_Required task_
Rewrite all of the rows below, changing "is left out of the mask" to "is excluded from the mask" wherever it occurs and leaving everything else unchanged.

_The records_
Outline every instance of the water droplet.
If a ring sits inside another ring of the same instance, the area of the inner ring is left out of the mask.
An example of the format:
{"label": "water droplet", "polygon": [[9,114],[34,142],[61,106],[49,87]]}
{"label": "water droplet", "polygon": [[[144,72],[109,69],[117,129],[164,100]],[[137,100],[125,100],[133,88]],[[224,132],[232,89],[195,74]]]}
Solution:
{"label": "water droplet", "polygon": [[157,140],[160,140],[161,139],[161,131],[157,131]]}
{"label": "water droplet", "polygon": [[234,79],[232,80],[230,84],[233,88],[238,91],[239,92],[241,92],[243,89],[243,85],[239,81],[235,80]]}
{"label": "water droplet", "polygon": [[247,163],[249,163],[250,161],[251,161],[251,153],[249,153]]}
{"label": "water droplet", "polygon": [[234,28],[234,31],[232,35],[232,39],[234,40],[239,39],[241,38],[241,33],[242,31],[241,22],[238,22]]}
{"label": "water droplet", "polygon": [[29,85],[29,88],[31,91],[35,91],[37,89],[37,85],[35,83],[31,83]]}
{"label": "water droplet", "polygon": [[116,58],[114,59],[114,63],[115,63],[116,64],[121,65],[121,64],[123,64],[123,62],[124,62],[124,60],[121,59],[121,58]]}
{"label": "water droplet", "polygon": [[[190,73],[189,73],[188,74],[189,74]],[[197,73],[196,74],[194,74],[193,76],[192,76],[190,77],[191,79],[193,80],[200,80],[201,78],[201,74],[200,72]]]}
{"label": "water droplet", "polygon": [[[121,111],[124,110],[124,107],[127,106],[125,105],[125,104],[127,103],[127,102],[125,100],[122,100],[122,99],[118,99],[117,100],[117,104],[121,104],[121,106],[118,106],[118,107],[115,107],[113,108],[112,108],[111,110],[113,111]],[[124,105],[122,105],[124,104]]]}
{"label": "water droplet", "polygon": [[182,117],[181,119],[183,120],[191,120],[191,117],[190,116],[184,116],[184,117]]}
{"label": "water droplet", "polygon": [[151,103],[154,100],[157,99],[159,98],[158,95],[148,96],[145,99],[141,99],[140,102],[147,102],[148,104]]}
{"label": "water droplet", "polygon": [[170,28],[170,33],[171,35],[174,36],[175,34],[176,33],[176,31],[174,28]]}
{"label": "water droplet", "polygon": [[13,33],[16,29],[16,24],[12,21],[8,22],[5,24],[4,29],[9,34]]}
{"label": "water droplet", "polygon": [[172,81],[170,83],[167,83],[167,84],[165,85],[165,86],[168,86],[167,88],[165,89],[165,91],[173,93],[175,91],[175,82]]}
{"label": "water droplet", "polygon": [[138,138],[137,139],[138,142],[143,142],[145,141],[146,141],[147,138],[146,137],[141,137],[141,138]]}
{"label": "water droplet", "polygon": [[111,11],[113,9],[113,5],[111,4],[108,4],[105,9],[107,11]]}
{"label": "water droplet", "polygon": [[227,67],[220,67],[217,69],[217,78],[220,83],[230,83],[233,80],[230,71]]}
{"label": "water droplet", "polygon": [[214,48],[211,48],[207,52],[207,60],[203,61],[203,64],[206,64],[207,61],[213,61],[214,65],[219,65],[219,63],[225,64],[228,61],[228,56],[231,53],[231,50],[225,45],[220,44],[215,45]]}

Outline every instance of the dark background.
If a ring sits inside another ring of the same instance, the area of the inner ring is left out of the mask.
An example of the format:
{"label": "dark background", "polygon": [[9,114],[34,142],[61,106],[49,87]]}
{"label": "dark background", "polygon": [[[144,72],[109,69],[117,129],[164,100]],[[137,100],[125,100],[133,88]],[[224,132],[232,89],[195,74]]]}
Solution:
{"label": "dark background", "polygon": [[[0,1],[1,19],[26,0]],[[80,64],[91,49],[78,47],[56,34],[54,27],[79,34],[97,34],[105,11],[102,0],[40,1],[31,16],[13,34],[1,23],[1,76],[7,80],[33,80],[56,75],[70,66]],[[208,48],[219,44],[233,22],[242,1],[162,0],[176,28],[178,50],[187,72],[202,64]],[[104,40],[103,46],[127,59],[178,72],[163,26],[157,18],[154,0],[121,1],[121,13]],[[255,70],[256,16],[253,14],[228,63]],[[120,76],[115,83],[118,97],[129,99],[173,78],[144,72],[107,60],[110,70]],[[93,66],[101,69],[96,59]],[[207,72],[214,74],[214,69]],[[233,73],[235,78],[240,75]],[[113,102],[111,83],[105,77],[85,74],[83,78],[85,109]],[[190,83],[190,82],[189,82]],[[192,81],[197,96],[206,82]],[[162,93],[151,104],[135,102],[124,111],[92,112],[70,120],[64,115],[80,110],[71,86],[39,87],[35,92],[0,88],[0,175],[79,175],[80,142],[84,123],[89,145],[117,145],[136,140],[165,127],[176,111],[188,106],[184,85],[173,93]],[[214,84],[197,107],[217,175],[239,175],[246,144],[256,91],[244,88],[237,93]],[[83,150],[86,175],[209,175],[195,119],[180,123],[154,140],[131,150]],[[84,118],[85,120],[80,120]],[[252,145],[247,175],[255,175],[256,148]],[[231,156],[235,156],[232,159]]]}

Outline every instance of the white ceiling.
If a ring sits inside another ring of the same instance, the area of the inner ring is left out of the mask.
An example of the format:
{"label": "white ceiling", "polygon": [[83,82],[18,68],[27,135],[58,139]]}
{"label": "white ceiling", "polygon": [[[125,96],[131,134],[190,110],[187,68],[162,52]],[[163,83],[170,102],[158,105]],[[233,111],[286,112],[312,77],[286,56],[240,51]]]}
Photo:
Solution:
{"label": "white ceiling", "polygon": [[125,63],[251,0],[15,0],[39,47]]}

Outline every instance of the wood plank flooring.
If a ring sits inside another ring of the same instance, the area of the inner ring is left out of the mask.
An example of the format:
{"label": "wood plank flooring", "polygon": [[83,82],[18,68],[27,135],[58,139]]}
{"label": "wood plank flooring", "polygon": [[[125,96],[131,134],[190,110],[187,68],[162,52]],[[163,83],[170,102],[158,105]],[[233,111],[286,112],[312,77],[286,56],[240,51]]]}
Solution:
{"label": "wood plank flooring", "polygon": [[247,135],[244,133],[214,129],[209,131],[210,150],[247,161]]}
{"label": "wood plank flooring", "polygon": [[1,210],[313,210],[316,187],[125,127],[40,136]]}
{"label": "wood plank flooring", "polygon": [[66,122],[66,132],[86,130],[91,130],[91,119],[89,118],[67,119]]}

_The output_
Outline every instance of the water droplet.
If a ring sits inside another ring of the same instance, the area of the inner ring is excluded from the mask.
An example of the format:
{"label": "water droplet", "polygon": [[9,114],[34,142],[61,106],[49,87]]}
{"label": "water droplet", "polygon": [[[144,72],[109,69],[117,129],[164,100]],[[137,100],[125,100],[133,88]],[[224,132],[232,89],[195,74]]]}
Solution:
{"label": "water droplet", "polygon": [[157,140],[160,140],[161,139],[161,131],[157,131]]}
{"label": "water droplet", "polygon": [[234,79],[232,80],[230,84],[233,88],[238,91],[239,92],[241,92],[243,89],[243,85],[239,81],[235,80]]}
{"label": "water droplet", "polygon": [[247,163],[249,163],[250,161],[251,161],[251,153],[249,153]]}
{"label": "water droplet", "polygon": [[234,28],[234,31],[232,35],[232,39],[234,40],[239,39],[241,38],[241,33],[242,31],[241,22],[238,22]]}
{"label": "water droplet", "polygon": [[29,85],[29,88],[31,91],[35,91],[37,89],[37,85],[35,83],[31,83]]}
{"label": "water droplet", "polygon": [[116,58],[114,59],[114,63],[115,63],[116,64],[121,65],[121,64],[123,64],[123,62],[124,62],[124,60],[121,59],[121,58]]}
{"label": "water droplet", "polygon": [[[190,73],[189,73],[188,74],[189,74]],[[197,73],[196,74],[194,74],[193,76],[192,76],[190,77],[191,79],[193,80],[200,80],[201,78],[201,74],[200,72]]]}
{"label": "water droplet", "polygon": [[[121,111],[124,110],[124,107],[127,106],[125,105],[125,104],[127,103],[127,102],[125,100],[122,100],[122,99],[118,99],[117,100],[117,104],[121,104],[121,106],[118,106],[118,107],[115,107],[113,108],[112,108],[111,110],[113,111]],[[124,105],[122,105],[124,104]]]}
{"label": "water droplet", "polygon": [[182,117],[181,119],[183,120],[191,120],[191,117],[190,116],[184,116],[184,117]]}
{"label": "water droplet", "polygon": [[151,103],[154,100],[157,99],[159,98],[158,95],[148,96],[145,99],[141,99],[140,102],[147,102],[148,104]]}
{"label": "water droplet", "polygon": [[170,28],[170,33],[171,35],[174,36],[175,34],[176,33],[176,31],[174,28]]}
{"label": "water droplet", "polygon": [[13,33],[16,29],[16,24],[12,21],[8,22],[5,24],[4,29],[9,34]]}
{"label": "water droplet", "polygon": [[172,81],[170,83],[167,83],[167,84],[165,85],[165,86],[168,86],[167,88],[165,89],[165,91],[173,93],[175,91],[175,82]]}
{"label": "water droplet", "polygon": [[138,138],[137,139],[138,142],[143,142],[145,141],[146,141],[147,138],[146,137],[141,137],[141,138]]}
{"label": "water droplet", "polygon": [[111,11],[113,9],[113,5],[111,4],[108,4],[105,9],[107,11]]}
{"label": "water droplet", "polygon": [[227,67],[220,67],[217,69],[217,78],[220,83],[230,83],[233,80],[230,71]]}
{"label": "water droplet", "polygon": [[214,48],[211,48],[207,52],[207,60],[203,61],[203,64],[206,64],[207,61],[213,61],[214,65],[219,65],[219,63],[225,64],[228,61],[228,56],[231,53],[231,50],[225,45],[220,44],[215,45]]}

Outline every instance of the dark background.
If a ring sits inside another ring of the same instance, the area of the inner ring is excluded from the mask.
An example of the format:
{"label": "dark background", "polygon": [[9,114],[34,142],[61,106],[49,87]]}
{"label": "dark background", "polygon": [[[144,72],[109,69],[117,129],[164,100]],[[137,100],[125,100],[133,88]],[[224,132],[232,89],[195,74]]]}
Solution:
{"label": "dark background", "polygon": [[[0,1],[1,19],[26,0]],[[80,64],[91,49],[78,47],[56,34],[54,27],[79,34],[97,34],[105,11],[102,0],[40,1],[31,16],[13,34],[1,23],[1,76],[7,80],[33,80],[56,75],[70,66]],[[208,48],[219,44],[233,22],[242,1],[162,0],[176,28],[178,50],[187,72],[202,64]],[[104,40],[103,46],[127,59],[178,72],[163,26],[157,18],[154,0],[121,1],[121,13]],[[255,70],[256,16],[253,14],[228,63]],[[120,76],[115,83],[118,97],[129,99],[173,78],[144,72],[107,60],[110,70]],[[93,66],[101,69],[96,59]],[[207,72],[214,74],[214,69]],[[233,73],[235,78],[240,75]],[[113,102],[111,83],[105,77],[85,74],[83,78],[85,109]],[[190,83],[190,82],[189,82]],[[192,81],[197,96],[206,82]],[[162,93],[151,104],[135,102],[124,111],[92,112],[70,120],[64,115],[80,110],[71,86],[39,87],[35,92],[0,88],[0,175],[79,175],[80,142],[84,123],[89,145],[117,145],[136,140],[165,127],[176,111],[188,106],[184,85],[173,93]],[[214,84],[197,107],[217,175],[239,175],[246,144],[256,91],[244,88],[237,93]],[[83,150],[86,175],[209,175],[195,119],[180,123],[154,140],[131,150]],[[84,118],[85,120],[80,120]],[[252,145],[247,175],[255,175],[256,148]],[[231,156],[235,156],[232,159]]]}

Outline every instance of the white ceiling.
If a ring sits inside another ring of the same instance, the area of the inner ring is excluded from the mask.
An example of the format:
{"label": "white ceiling", "polygon": [[83,82],[18,68],[27,135],[58,139]]}
{"label": "white ceiling", "polygon": [[[125,96],[131,134],[190,110],[187,68],[162,52]],[[163,83],[170,102],[158,105]],[[233,111],[286,112],[312,77],[286,56],[240,51]]]}
Photo:
Solution:
{"label": "white ceiling", "polygon": [[125,63],[251,0],[15,0],[39,47]]}

Outline every instance of the wood plank flooring.
If a ring sits inside another ring of the same instance, the area of the inner ring is excluded from the mask.
An example of the format:
{"label": "wood plank flooring", "polygon": [[83,82],[18,68],[27,135],[58,139]]}
{"label": "wood plank flooring", "polygon": [[[125,96],[131,134],[190,110],[187,68],[162,52]],[[163,83],[170,102],[158,105]],[[233,111],[286,112],[312,77],[286,56],[240,51]]]}
Solution:
{"label": "wood plank flooring", "polygon": [[247,135],[244,133],[214,129],[209,131],[210,150],[247,161]]}
{"label": "wood plank flooring", "polygon": [[1,210],[313,210],[316,187],[125,127],[40,136]]}
{"label": "wood plank flooring", "polygon": [[66,122],[66,132],[86,130],[91,130],[91,119],[89,118],[67,119]]}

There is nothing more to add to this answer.